-- Excerpt to read --
Recently I've thought a lot about my mother and everything that we went through together, but above all, the things she taught me. I want to note that my mum taught me history, some kind of morals, to be able to show feelings, fears, and the most important of all: to show empathy.
She was obsessed with the Second World War and often spoke about the persecution of Jews, dissidents, and minorities. She often spoke about courage, and those who stood up for the vulnerable. That there were many Swedish heroes who made every effort with their lives to help people who were fleeing. I felt really bad sometimes when I heard about the horrors these people were exposed to.
The question that always came up then, but is equally recurrent and relevant today, is why? Why do we do what we do to one another?
I can't understand how someone can wish other people so much ill that, with unfounded self-created convictions, they could go into a school with a sword and cut down adults and children.
Or apply their energy and time to systematically try, and unfortunately succeed, in burning down refugee centres. Enough!
Unfortunately it's not only the odd idiot or lone individual acting on their own accord. This is systematic terror against people who are different for one reason: they often happen not to be born in Sweden and live with a trauma that these “proud Swedes” have likely never been close to.

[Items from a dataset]
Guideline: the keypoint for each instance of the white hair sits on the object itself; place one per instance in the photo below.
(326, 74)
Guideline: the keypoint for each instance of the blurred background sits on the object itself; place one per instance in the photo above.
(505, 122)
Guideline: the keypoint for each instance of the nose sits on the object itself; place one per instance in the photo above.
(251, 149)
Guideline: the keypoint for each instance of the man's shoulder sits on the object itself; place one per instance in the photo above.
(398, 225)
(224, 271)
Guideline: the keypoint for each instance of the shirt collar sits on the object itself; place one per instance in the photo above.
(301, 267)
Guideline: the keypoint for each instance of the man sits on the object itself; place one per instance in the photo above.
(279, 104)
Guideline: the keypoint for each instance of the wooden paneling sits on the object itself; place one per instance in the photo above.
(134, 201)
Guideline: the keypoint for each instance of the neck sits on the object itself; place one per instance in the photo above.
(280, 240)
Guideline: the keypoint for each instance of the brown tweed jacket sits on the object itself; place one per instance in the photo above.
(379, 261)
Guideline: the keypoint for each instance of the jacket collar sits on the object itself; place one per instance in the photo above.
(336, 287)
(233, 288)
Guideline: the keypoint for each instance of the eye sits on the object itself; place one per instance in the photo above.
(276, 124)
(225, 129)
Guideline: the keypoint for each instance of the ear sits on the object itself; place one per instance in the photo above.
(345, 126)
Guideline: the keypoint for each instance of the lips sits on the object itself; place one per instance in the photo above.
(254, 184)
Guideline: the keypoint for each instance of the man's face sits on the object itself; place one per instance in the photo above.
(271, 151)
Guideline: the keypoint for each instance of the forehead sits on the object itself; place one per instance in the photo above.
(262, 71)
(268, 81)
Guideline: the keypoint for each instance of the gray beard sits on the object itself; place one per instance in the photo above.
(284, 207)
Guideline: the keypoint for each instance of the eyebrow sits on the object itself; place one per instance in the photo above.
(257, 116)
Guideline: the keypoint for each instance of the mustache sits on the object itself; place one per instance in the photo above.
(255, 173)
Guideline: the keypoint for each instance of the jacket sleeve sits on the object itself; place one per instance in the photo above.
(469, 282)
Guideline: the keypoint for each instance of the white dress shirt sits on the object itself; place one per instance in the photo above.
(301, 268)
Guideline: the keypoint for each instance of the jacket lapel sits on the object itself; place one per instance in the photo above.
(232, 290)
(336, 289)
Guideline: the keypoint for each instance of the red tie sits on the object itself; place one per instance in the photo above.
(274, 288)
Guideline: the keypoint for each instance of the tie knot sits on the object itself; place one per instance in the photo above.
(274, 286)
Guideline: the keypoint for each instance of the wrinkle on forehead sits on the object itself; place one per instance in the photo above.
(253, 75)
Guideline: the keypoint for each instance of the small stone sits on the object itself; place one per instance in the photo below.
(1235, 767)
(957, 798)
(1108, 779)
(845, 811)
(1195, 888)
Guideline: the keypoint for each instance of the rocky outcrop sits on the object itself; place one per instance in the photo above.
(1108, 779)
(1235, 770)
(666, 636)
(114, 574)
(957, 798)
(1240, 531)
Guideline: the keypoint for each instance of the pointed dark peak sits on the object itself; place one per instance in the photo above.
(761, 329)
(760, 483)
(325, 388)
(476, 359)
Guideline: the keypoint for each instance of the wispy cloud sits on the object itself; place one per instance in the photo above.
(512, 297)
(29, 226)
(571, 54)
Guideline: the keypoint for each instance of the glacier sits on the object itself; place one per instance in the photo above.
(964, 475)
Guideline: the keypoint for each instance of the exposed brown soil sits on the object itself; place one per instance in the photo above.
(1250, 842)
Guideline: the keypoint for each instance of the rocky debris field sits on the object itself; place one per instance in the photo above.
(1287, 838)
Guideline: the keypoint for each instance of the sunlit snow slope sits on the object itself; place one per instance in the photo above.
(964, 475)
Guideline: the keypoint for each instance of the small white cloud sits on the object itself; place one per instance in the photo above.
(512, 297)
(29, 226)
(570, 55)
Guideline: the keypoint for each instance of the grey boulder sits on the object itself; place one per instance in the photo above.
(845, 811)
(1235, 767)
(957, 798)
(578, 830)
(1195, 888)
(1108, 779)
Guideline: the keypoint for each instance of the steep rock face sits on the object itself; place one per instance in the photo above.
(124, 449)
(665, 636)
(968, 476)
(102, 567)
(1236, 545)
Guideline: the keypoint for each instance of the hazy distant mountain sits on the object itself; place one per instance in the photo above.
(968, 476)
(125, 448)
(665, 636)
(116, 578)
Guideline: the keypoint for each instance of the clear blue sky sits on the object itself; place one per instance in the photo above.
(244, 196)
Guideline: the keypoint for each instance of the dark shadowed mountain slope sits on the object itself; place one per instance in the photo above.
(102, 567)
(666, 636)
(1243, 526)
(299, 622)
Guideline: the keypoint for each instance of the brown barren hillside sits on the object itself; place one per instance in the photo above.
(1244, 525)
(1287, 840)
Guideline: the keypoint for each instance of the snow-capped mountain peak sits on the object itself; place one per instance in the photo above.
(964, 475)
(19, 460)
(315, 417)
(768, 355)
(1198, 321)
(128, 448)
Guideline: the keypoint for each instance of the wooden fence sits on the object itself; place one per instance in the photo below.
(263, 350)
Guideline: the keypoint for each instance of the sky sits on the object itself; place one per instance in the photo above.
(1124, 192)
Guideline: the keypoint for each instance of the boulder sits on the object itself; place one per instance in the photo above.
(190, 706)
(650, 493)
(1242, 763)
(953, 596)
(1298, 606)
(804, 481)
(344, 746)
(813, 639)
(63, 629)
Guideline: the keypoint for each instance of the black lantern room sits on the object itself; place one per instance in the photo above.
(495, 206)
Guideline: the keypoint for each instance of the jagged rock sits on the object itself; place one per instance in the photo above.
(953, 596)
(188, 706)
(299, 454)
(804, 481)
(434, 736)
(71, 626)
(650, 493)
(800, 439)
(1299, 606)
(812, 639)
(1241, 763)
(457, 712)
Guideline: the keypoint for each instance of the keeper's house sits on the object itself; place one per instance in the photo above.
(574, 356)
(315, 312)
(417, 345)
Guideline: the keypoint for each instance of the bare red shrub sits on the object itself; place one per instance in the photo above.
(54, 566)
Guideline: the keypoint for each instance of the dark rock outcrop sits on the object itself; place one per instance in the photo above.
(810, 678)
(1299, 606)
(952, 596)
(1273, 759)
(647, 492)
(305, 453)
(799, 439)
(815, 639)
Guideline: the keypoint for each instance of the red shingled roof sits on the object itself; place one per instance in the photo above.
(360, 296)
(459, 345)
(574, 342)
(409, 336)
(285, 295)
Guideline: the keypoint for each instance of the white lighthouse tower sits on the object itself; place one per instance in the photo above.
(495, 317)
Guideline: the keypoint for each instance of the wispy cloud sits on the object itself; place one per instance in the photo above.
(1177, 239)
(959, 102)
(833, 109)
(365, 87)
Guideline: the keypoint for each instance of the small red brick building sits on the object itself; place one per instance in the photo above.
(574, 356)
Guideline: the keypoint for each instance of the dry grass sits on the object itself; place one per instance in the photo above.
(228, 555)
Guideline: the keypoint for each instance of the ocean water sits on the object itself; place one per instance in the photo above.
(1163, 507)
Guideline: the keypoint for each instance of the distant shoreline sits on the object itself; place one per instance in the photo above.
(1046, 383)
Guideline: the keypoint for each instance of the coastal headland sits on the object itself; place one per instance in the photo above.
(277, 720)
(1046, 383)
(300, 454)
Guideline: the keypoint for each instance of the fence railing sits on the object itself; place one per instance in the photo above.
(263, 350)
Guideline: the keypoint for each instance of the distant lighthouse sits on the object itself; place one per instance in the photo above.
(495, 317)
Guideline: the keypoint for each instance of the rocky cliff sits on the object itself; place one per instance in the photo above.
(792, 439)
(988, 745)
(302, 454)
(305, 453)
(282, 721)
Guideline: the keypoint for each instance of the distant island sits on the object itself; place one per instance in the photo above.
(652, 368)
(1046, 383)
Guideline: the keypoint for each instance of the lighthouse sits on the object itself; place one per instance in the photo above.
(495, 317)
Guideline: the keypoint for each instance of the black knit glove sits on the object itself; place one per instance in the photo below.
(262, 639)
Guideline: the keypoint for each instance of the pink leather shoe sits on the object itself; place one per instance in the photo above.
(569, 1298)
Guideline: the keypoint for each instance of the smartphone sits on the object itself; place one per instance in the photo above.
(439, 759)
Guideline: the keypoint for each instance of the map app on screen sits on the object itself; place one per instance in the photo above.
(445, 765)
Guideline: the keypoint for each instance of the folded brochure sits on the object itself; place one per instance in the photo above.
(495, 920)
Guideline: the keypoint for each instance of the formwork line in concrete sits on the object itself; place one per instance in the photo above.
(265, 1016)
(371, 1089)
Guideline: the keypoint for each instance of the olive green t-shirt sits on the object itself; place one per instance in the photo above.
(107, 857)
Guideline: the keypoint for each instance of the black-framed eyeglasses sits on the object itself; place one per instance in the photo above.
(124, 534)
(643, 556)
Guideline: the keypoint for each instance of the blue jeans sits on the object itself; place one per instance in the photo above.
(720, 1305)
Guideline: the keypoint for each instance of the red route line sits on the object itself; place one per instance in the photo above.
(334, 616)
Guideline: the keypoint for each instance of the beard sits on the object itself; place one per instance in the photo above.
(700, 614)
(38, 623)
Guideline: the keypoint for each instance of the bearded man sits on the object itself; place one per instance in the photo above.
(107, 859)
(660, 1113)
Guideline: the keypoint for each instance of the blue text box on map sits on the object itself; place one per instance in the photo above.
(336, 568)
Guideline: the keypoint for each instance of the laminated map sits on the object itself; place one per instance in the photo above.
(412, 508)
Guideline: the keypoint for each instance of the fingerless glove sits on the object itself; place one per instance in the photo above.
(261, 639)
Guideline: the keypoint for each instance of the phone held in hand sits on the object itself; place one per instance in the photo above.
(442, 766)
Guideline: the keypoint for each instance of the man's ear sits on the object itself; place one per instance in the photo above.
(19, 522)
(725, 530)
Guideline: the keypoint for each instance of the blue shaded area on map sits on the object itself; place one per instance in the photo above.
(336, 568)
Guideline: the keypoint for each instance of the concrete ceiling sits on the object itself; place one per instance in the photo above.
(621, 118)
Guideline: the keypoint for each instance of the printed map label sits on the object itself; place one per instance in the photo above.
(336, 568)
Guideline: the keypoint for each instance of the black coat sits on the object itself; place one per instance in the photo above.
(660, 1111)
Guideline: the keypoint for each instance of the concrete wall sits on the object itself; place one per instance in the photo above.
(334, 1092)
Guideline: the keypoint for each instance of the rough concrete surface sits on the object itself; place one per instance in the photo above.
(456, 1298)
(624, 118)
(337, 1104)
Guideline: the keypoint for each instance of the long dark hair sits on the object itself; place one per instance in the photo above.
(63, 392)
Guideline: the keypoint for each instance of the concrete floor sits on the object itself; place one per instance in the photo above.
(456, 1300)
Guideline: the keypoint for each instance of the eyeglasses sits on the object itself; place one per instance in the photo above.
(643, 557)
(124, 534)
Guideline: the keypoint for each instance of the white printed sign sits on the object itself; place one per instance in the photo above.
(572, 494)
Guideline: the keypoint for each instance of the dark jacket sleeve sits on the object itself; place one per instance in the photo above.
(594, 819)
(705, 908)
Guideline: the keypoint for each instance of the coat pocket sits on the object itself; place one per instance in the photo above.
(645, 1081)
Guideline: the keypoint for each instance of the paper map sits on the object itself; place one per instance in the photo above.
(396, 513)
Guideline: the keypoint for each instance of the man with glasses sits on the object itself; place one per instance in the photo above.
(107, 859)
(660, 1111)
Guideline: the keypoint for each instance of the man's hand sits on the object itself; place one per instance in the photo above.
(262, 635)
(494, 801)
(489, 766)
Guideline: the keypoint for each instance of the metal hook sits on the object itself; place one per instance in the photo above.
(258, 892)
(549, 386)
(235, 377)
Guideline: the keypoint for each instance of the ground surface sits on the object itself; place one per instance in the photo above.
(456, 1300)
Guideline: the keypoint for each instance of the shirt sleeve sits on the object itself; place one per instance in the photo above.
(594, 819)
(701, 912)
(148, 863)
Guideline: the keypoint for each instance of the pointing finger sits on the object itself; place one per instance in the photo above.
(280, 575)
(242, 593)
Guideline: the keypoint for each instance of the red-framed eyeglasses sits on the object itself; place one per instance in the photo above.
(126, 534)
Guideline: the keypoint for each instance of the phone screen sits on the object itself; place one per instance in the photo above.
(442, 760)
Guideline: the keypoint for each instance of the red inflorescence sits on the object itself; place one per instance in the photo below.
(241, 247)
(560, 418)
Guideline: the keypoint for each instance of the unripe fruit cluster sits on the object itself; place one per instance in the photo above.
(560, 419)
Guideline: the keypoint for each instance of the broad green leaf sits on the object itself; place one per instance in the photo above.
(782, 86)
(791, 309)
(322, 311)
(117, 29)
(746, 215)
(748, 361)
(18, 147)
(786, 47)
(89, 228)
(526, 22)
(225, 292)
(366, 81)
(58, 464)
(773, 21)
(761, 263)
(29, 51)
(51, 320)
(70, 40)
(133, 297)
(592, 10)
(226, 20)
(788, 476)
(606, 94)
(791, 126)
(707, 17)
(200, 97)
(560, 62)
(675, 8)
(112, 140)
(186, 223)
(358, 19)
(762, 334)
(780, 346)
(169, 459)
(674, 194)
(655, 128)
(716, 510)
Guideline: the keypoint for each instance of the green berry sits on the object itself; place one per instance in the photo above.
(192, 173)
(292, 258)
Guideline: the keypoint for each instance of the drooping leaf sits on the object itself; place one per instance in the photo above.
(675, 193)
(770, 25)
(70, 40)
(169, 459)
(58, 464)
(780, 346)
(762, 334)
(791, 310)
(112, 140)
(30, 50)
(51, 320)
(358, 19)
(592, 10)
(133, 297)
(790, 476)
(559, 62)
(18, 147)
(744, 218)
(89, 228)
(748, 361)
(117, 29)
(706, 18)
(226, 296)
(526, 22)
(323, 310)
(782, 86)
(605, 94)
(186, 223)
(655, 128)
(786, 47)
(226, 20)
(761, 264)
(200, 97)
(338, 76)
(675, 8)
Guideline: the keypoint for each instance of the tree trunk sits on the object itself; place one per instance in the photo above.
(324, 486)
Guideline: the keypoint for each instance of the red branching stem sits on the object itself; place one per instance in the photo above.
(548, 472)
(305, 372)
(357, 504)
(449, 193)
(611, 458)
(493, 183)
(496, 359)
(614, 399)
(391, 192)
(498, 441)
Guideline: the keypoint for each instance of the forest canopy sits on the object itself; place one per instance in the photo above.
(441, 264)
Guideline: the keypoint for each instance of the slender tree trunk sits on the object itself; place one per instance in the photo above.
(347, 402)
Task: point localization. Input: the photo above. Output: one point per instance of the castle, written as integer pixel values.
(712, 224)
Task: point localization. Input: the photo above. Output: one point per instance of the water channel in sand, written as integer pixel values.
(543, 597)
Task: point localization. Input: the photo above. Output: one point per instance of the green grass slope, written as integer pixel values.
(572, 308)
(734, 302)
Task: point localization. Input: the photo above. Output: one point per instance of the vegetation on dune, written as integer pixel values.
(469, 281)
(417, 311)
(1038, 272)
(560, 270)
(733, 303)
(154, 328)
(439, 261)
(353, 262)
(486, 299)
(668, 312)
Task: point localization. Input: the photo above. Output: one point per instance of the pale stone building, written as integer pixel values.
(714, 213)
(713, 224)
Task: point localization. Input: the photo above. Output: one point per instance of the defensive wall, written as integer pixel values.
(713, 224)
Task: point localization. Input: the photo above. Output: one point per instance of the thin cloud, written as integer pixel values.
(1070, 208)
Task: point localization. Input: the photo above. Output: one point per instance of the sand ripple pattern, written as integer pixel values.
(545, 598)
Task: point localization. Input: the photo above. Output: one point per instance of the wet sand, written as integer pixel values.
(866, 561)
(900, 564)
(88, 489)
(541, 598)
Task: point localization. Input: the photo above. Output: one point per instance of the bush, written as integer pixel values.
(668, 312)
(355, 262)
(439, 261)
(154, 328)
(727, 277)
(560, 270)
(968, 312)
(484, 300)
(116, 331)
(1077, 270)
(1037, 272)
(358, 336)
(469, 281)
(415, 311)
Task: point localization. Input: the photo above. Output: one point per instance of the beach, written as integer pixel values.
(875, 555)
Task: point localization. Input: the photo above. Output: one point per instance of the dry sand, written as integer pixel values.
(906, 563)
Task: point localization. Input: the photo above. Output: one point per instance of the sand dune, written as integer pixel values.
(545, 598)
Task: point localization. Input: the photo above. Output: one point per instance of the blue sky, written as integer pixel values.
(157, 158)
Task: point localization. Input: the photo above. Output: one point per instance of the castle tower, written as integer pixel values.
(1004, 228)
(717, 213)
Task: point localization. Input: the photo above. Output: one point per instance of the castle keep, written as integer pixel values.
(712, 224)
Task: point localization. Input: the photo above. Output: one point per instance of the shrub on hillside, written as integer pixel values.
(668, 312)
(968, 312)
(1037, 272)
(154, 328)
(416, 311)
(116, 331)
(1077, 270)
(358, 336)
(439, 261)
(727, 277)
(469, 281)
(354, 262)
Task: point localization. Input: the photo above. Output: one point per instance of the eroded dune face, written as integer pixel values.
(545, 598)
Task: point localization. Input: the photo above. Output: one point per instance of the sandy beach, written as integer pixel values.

-- Prompt --
Write the next part of the essay about the writer's mother and her lessons on empathy, starting after its final sentence. The listing stands apart from the essay and has no connection to it.

-- Answer to this exercise --
Sweden has in recent years allowed racists to move and stretch the boundaries of what is considered acceptable. One party with noticeable power and influence in our Riksdag pushes and whips up the sentiment that we're standing before some kind of downfall if all of these refugees arrive. If all of these people continue to come everything will go to hell, according to the Sweden Democrats.
I know it's the opposite. It's exactly these kind of inhumane, egotistical and racist politicians given a place now that are bloody un-Swedish. This is not Sweden. This is not the country I'm so proud of when I'm out travelling around the world. Travelling has been important for me and my own view of humanity.
I wish that everyone in Sweden, in particular those who worry about Midsummer's Eve and surströmming, were given an honest chance to travel and see the world (I'm not talking about Crete or Thailand). Perhaps for a second just try to imagine how it would have been if it was them who had to flee with their family, because there was no other option. That's where the word empathy comes into the picture.
Sweden is a country that stands for empathy, humanity, and solidarity. Right now the opposite signal is being sent at Sweden's expense. In a world that is growing and where we constantly face new challenges, conflicts, poverty, epidemics and the climate threat, we should be a country other countries listen to and respect. Despite us being 10 million people. But who is going to respect a country that behaves the way some of us do right now?
My mother once asked me, worried, with a broken voice from the hospital: “Petter, what is happening in our country really?”. I didn't know the answer, but at the same time wanted to convince her that there isn't some kind of danger. “We will fight this,” was the only thing I could say.
Of course, it can sound naive, but the love and warmth that many of us show daily is always going to be stronger than the hate and malice. Do you know why? Because love and warmth is part of how we survive, and no one can take that from us. Because of that we'll always fight and spread love. Whether it’s striking with your pen, donating money at Globen, or helping refugees with food and clothing.
For us, people are just people. It doesn't matter which god you pray to, what your origins are or how you look. This is a fight we'll never relinquish.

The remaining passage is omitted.